* _Data provided_
----

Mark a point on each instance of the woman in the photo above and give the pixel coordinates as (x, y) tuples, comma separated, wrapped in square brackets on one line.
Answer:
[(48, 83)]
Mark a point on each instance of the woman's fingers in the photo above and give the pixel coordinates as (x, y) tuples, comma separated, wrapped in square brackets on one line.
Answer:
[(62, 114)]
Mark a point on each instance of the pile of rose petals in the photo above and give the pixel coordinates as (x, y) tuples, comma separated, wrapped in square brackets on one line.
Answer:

----

* _Instructions to follow_
Restate every line of the data above exactly as it was written.

* _Answer to the exercise_
Mark a point on each instance of the woman in the photo above and give the pixel coordinates as (x, y) tuples, comma separated, wrapped in square brackets on one line.
Answer:
[(48, 83)]
Mark a point on each instance of the woman's fingers in the photo above and give the pixel coordinates as (x, y) tuples, comma separated, wrapped in square brackets on one line.
Answer:
[(62, 114)]
Mark a point on each instance of the pile of rose petals in the photo above and give the pixel coordinates as (x, y) tuples, comma separated, wrapped in square brackets on one line.
Answer:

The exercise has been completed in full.